### Point placement records
______

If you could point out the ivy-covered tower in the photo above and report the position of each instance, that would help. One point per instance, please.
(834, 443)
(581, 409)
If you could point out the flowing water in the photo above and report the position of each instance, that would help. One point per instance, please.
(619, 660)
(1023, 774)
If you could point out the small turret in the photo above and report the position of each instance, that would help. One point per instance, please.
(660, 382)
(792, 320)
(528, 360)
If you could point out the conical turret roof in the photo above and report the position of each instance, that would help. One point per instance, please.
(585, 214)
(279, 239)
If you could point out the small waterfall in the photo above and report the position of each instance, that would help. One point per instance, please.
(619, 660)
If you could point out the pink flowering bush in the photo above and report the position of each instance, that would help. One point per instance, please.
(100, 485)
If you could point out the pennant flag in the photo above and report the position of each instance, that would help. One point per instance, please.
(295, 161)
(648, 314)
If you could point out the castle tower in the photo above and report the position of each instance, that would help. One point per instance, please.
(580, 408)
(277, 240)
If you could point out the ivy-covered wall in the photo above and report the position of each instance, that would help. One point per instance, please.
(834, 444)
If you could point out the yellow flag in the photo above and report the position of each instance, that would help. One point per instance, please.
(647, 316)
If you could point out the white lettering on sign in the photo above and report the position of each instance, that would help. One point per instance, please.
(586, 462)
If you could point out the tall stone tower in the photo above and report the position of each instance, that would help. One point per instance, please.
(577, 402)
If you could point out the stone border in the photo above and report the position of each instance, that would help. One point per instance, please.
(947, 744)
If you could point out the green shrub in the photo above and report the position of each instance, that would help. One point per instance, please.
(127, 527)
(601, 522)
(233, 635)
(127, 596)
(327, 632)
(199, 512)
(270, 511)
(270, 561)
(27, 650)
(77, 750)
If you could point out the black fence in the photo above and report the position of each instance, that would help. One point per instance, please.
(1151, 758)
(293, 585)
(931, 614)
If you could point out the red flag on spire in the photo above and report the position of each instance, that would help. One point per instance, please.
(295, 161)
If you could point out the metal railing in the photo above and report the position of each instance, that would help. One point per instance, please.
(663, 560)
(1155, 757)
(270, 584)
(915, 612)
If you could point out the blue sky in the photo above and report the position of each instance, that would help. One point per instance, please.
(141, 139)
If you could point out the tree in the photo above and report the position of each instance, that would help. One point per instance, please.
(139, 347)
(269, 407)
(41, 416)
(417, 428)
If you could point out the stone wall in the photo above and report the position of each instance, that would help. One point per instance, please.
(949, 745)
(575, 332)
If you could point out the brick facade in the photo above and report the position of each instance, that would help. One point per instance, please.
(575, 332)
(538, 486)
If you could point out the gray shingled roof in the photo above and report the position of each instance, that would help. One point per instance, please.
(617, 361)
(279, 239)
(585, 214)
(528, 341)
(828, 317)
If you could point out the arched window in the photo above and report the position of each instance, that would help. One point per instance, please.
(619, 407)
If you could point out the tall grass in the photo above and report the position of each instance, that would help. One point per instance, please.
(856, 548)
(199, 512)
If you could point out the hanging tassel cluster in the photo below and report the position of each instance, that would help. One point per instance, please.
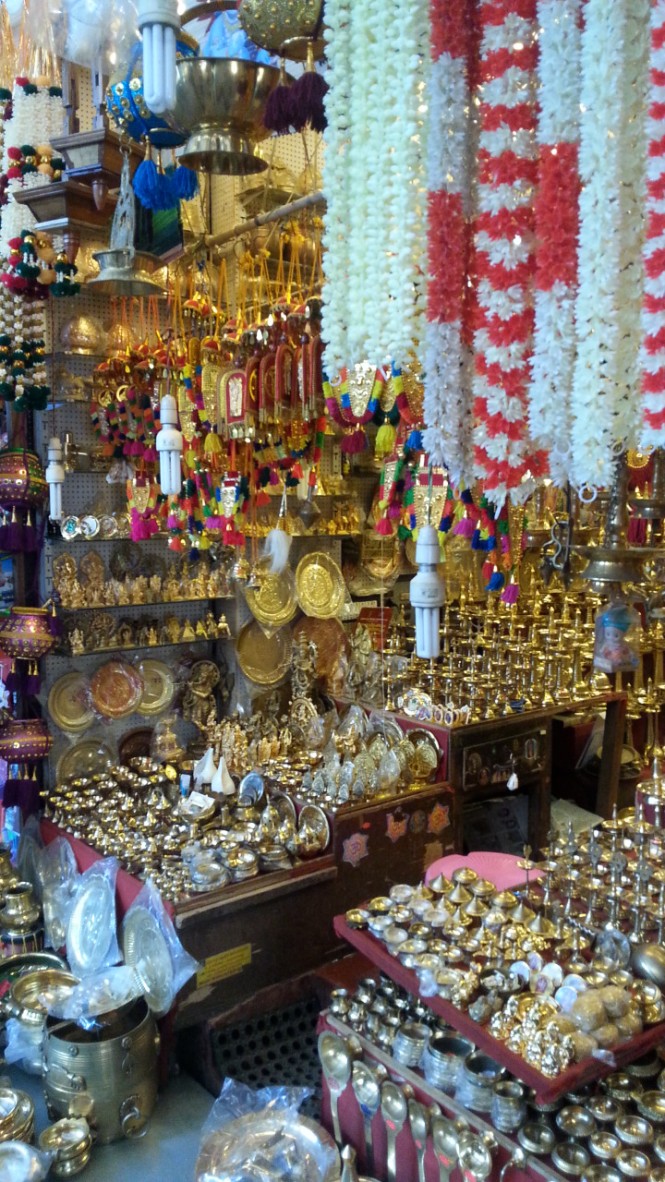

______

### BRIEF
How many lines in the rows above contain the string "covered"? Case counts. Reply with the number alone.

### ANSWER
2